**How to complete this task:** Count the lines in the records below that contain the word "shoulder", and give that figure alone.

**Supplied data:**
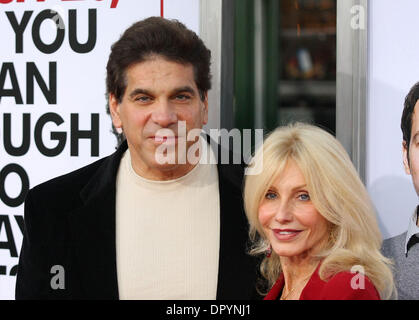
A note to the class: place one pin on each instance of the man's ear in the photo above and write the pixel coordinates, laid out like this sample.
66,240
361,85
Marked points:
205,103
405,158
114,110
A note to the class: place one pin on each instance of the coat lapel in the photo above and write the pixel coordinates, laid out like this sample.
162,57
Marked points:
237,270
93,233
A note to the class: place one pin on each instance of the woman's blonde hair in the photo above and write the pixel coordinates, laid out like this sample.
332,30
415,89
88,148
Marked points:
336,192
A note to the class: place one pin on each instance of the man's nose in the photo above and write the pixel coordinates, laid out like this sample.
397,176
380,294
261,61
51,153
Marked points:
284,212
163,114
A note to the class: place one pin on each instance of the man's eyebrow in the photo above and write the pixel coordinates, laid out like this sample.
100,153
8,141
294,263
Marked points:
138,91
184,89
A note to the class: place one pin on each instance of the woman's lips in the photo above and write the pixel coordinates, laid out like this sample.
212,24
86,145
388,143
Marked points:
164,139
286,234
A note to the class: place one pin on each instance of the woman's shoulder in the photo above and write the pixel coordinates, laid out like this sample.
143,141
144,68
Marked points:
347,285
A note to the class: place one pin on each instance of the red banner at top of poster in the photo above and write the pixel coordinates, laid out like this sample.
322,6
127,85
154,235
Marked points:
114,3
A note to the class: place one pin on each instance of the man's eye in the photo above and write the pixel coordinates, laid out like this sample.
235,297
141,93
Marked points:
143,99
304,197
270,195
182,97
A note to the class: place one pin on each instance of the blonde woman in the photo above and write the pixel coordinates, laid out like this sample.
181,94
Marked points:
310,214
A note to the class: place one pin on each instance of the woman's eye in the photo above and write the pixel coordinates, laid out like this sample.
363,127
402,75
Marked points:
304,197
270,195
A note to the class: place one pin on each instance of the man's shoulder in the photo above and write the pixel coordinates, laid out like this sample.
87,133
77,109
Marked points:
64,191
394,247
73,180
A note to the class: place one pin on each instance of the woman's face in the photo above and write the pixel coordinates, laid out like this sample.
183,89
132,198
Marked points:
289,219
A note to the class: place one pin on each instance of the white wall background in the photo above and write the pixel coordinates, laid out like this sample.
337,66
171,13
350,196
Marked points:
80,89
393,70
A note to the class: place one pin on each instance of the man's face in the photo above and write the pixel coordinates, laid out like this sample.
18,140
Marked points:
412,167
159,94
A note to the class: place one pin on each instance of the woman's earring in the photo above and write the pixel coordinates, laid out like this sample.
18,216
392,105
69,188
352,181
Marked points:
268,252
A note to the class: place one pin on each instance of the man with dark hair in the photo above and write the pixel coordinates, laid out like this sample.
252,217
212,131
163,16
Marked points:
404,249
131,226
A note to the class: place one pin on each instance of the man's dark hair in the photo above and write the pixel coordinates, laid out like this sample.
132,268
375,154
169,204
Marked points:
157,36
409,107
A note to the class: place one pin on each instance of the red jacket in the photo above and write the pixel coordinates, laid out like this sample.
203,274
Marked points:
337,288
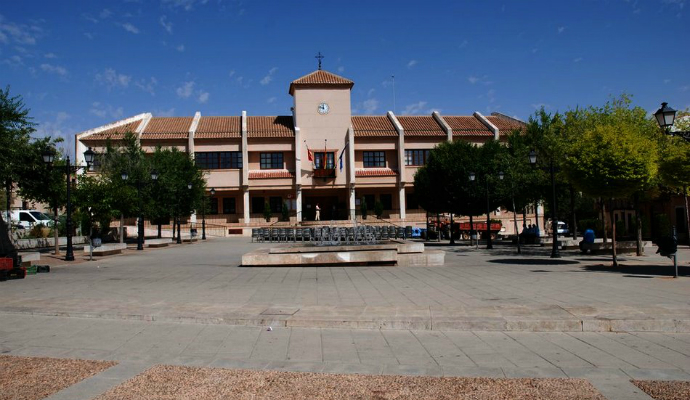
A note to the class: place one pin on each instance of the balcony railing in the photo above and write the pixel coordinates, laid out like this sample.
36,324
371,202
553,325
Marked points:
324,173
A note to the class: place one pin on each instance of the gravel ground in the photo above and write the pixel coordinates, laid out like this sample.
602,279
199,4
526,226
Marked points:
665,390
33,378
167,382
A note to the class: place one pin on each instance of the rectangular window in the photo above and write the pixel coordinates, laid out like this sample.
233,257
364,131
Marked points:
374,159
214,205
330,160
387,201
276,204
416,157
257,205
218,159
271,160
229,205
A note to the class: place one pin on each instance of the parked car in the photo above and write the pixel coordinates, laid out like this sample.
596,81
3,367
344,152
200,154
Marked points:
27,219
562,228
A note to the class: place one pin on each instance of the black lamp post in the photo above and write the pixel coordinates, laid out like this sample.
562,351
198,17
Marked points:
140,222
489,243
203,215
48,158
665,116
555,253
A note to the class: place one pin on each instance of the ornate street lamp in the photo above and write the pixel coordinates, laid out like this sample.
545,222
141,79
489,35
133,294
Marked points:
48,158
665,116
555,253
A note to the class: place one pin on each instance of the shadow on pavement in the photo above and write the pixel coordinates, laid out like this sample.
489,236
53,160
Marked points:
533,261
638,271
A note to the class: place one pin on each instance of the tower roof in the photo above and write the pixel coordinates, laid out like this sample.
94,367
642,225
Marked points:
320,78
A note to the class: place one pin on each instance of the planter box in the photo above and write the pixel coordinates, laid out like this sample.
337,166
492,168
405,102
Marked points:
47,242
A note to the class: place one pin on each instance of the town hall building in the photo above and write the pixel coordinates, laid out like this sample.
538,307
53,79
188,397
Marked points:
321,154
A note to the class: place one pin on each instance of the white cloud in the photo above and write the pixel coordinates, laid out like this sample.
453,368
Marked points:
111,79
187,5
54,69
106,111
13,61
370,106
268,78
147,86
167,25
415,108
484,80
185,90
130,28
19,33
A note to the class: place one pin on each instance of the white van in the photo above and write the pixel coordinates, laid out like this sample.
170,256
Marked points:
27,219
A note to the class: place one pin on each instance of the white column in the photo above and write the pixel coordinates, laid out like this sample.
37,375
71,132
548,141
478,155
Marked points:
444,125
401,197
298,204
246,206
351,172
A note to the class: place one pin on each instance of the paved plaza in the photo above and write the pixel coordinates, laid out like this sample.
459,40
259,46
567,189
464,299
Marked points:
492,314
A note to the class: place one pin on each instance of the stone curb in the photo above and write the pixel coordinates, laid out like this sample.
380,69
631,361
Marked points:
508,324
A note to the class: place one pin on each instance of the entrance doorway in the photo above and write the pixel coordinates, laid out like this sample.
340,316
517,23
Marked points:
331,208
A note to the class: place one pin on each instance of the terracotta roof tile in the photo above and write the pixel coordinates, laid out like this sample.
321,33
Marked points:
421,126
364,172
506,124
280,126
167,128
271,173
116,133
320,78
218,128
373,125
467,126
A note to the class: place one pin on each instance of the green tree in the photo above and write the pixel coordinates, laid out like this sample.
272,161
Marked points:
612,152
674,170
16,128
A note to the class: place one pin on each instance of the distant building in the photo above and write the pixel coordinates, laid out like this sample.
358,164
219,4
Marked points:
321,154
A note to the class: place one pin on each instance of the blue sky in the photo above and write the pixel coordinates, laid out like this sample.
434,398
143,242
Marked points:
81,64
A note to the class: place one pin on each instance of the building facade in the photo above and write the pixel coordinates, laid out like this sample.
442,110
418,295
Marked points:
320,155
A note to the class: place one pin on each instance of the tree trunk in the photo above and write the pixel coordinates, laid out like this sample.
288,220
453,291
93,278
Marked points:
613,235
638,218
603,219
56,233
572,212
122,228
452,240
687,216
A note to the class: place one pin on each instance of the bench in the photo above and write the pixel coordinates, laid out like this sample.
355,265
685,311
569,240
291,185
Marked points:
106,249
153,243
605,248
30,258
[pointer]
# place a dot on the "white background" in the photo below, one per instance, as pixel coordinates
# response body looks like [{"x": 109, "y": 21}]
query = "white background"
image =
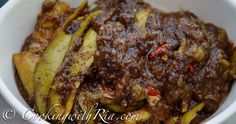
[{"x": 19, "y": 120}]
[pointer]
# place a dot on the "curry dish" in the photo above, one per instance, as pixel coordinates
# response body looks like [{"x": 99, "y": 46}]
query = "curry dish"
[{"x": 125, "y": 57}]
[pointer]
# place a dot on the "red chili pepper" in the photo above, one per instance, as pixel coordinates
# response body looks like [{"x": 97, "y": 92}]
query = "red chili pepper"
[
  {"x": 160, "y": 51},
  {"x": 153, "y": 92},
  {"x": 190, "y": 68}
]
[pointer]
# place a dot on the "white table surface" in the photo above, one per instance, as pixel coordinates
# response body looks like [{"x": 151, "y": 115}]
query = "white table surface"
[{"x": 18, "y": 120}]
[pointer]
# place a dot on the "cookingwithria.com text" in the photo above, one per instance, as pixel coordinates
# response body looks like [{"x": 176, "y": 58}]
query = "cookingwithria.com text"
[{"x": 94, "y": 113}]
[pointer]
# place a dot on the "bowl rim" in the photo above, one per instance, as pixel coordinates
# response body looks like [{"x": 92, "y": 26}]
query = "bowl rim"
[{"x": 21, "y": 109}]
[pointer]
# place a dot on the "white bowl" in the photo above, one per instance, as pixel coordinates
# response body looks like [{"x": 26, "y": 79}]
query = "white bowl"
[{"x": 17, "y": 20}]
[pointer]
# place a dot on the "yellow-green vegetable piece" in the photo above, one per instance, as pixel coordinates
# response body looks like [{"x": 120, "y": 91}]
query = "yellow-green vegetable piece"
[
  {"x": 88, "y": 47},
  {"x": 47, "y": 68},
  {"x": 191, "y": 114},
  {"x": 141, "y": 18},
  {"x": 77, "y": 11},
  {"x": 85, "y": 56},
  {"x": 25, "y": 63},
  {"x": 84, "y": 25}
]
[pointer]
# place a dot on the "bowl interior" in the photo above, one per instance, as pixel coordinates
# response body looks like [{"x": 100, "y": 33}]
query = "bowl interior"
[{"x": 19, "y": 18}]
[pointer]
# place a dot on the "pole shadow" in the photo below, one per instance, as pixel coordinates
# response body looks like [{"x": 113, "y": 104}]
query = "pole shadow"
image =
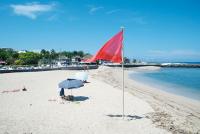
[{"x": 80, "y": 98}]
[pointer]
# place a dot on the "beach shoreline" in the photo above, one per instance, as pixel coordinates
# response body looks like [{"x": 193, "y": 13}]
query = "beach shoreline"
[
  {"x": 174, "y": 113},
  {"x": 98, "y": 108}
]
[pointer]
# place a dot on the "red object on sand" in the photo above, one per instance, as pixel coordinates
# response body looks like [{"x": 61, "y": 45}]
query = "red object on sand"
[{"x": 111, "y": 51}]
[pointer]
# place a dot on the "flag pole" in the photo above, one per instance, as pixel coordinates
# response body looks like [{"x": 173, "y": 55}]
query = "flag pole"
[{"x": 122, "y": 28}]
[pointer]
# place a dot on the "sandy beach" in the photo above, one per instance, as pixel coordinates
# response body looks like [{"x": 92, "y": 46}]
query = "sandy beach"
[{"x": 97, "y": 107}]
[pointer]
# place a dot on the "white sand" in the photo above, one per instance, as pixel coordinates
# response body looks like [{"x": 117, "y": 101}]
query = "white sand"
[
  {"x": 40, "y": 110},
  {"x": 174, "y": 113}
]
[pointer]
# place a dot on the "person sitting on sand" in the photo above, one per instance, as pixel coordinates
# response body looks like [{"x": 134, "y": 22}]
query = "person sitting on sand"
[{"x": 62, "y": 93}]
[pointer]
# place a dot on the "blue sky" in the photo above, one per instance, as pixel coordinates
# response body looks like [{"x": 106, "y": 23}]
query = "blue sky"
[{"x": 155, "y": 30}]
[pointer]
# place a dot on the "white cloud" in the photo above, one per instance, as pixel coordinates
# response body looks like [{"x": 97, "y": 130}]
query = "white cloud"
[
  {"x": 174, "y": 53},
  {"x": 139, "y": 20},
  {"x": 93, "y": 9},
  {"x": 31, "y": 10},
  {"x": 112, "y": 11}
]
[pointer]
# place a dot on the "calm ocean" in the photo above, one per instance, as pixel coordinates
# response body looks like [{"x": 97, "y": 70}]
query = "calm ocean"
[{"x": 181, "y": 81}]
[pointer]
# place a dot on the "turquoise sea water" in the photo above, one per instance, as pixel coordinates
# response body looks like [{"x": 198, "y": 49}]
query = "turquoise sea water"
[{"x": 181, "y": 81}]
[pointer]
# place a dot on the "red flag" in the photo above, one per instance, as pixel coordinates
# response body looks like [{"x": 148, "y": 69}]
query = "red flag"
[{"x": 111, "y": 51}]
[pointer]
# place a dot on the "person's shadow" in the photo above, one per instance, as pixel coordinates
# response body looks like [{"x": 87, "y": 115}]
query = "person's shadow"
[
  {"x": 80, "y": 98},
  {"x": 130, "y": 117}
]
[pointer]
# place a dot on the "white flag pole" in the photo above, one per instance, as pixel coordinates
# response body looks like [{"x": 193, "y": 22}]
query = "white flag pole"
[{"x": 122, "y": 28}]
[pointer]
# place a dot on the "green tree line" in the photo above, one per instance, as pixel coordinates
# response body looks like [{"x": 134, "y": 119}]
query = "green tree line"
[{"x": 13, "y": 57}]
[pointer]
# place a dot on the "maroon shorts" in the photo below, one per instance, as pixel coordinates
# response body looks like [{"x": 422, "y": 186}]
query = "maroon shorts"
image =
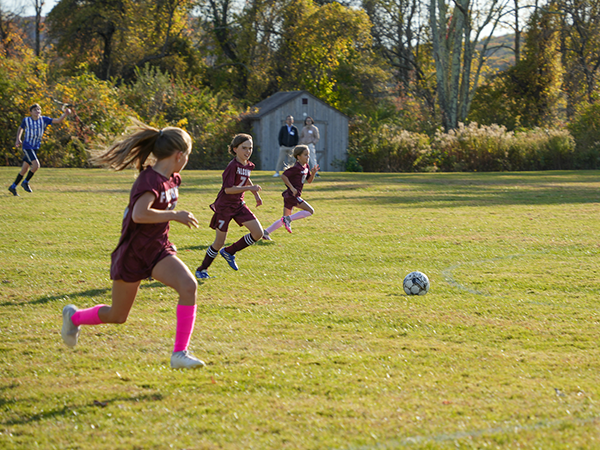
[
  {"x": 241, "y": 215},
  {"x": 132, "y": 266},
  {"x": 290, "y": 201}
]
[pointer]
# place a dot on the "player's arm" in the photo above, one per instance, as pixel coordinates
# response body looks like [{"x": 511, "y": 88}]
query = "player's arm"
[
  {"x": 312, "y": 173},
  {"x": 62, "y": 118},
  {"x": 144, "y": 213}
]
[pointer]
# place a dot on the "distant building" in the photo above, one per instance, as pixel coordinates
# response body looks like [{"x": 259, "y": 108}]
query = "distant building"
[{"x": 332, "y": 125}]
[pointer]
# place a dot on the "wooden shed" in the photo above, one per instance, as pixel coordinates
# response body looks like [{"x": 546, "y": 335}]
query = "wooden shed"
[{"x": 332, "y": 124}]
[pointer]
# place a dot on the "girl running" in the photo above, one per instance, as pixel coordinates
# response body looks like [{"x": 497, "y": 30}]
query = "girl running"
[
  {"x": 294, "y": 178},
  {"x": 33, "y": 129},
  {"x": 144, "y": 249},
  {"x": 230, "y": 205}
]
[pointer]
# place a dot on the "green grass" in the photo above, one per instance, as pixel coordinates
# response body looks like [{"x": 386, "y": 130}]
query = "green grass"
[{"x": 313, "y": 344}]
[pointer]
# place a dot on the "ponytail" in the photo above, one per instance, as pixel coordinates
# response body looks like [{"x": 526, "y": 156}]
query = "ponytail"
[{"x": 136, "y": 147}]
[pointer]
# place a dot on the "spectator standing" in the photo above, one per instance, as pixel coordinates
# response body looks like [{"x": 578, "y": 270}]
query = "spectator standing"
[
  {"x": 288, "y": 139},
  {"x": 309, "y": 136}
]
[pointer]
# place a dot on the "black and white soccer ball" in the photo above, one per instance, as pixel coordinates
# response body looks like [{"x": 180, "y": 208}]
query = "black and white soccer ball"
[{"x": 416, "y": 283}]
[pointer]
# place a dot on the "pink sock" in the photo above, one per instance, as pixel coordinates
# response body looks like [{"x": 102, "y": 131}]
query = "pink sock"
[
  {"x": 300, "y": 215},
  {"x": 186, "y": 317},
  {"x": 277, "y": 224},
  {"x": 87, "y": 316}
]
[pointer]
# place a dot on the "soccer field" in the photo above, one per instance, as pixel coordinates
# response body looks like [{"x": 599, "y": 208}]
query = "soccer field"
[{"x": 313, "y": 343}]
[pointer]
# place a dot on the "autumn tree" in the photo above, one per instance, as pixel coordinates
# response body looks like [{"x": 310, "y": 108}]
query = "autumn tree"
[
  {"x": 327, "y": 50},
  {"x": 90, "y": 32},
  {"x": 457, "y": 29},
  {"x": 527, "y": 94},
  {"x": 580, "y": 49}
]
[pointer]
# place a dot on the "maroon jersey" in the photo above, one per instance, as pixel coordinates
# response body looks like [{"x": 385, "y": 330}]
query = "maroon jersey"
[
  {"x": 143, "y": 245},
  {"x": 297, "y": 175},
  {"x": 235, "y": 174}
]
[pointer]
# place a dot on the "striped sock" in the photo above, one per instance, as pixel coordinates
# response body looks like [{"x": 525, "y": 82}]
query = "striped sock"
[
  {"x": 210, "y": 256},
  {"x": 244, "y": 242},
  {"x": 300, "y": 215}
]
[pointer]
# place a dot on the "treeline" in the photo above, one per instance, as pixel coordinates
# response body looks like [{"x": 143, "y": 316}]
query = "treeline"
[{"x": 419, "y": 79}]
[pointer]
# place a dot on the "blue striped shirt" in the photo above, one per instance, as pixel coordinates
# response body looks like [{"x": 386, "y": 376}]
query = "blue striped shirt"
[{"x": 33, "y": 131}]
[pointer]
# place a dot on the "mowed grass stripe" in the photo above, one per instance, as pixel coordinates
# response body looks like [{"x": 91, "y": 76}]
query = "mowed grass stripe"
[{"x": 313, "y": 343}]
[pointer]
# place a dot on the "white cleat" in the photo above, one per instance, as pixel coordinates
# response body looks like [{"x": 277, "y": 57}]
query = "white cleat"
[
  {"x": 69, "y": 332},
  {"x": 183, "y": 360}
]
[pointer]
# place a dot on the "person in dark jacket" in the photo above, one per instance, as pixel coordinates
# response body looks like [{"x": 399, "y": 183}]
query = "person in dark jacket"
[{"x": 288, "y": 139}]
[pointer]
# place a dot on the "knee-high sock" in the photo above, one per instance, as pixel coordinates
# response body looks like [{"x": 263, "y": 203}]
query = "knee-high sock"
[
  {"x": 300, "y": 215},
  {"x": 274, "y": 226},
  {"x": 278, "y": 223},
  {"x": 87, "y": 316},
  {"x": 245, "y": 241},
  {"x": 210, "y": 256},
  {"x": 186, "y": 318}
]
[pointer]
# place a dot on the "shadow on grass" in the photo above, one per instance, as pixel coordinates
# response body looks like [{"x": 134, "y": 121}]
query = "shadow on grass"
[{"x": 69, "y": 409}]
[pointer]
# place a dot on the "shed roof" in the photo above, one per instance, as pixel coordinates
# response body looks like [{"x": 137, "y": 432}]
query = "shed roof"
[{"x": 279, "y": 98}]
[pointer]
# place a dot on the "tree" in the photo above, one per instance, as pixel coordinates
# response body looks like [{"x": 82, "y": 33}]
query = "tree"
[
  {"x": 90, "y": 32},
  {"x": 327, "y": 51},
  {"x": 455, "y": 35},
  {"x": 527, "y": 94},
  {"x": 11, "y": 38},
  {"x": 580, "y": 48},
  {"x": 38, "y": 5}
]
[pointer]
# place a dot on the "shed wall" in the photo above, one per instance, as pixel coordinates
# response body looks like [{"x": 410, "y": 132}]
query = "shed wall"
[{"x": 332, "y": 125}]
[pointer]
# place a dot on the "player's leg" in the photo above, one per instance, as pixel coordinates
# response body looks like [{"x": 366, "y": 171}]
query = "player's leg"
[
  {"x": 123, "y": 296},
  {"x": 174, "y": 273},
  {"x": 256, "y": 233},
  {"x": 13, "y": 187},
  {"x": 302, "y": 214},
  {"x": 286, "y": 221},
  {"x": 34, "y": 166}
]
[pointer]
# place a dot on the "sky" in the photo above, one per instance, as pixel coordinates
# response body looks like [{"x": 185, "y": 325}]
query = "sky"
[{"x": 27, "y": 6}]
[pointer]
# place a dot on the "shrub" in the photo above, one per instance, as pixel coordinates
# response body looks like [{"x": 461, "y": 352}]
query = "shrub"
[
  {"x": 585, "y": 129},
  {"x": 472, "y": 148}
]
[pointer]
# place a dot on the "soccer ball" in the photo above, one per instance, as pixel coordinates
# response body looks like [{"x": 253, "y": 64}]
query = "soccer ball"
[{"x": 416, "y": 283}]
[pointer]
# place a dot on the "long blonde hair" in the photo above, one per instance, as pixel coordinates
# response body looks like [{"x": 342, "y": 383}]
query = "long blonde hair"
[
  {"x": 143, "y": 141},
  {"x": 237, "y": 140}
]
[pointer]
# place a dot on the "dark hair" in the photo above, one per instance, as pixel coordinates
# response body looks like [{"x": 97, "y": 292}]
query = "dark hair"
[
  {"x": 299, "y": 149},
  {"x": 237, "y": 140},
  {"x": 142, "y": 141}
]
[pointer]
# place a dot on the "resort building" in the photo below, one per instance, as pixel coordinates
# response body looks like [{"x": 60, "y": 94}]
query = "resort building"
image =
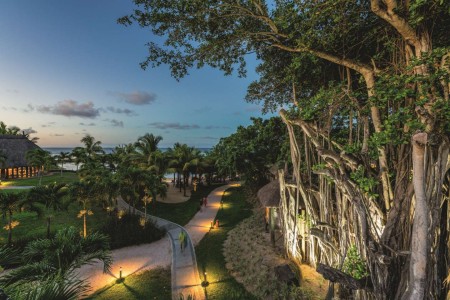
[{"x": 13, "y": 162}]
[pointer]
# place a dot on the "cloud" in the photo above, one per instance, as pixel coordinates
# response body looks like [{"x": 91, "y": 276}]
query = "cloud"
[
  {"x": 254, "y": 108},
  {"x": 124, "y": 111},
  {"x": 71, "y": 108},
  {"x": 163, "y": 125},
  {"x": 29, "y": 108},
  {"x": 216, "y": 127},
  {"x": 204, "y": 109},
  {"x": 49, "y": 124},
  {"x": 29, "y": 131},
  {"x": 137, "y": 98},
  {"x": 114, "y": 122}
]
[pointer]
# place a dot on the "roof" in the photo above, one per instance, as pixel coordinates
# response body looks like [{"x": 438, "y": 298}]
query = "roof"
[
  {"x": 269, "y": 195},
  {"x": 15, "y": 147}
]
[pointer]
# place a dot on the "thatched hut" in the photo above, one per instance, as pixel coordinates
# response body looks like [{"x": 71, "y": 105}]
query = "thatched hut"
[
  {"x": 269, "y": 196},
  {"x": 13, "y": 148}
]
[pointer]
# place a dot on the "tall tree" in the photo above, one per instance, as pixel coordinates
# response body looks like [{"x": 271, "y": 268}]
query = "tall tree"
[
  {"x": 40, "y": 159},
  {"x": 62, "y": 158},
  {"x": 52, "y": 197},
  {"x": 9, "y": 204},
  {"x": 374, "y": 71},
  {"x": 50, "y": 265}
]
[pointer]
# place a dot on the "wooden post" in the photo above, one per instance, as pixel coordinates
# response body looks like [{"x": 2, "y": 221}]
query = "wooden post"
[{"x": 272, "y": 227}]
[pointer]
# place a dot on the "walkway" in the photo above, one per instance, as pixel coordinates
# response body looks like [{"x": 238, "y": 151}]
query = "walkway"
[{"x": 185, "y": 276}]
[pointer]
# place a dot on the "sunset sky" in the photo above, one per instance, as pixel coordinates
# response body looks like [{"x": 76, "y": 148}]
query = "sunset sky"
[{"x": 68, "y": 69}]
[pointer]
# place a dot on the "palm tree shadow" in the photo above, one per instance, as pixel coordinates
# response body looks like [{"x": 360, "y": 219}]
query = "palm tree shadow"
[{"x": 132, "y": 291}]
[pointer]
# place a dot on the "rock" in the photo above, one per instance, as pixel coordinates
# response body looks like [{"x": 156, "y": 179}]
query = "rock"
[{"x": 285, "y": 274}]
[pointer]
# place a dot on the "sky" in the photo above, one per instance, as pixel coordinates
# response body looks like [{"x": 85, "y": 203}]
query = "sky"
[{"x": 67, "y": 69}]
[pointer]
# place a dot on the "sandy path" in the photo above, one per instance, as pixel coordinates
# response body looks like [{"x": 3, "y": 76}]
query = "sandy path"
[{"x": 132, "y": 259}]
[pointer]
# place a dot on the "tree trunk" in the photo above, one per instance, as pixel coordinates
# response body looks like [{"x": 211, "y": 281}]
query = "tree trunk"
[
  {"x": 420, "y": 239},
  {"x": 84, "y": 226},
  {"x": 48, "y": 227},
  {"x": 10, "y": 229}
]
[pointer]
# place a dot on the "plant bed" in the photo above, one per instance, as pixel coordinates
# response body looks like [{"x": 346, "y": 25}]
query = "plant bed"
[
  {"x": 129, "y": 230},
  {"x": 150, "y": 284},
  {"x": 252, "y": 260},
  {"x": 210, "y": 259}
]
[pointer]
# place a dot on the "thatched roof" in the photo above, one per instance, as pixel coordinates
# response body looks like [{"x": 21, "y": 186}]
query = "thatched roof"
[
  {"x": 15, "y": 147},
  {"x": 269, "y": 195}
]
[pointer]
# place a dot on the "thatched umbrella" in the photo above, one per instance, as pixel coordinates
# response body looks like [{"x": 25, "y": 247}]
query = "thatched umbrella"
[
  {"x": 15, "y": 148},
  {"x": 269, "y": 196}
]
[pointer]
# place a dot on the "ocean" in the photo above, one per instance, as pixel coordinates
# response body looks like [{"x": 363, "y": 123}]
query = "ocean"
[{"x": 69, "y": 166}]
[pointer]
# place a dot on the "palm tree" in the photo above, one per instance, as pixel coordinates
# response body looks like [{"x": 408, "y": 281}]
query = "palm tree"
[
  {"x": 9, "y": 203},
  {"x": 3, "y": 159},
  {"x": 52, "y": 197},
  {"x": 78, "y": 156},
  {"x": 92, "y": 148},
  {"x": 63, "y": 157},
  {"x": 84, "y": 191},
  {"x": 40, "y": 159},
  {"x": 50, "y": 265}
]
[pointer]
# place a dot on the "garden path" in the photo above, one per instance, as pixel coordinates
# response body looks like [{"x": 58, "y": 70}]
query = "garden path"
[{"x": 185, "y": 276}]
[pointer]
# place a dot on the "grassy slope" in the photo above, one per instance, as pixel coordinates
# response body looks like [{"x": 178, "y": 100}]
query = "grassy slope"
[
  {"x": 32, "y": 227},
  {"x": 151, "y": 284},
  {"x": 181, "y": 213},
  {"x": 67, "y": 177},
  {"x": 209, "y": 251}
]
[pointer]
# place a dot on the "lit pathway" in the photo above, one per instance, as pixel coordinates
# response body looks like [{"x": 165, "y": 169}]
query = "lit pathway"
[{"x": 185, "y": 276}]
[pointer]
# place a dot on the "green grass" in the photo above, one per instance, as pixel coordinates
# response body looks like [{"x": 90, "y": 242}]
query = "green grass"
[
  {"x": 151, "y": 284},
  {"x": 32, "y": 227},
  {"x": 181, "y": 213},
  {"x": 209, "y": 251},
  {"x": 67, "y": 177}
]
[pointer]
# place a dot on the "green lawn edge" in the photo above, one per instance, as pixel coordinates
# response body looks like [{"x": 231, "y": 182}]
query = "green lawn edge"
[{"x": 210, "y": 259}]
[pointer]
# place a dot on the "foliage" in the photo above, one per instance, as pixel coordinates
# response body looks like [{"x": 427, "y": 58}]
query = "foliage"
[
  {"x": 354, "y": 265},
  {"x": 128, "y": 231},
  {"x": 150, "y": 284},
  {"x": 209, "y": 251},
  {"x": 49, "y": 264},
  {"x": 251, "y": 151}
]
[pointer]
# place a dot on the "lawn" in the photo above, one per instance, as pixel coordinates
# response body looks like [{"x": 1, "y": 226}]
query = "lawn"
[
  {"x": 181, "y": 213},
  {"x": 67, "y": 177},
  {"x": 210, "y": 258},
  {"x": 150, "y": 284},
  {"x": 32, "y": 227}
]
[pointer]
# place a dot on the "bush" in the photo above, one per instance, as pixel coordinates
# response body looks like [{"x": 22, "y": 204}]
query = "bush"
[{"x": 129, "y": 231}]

**Expected answer:** 2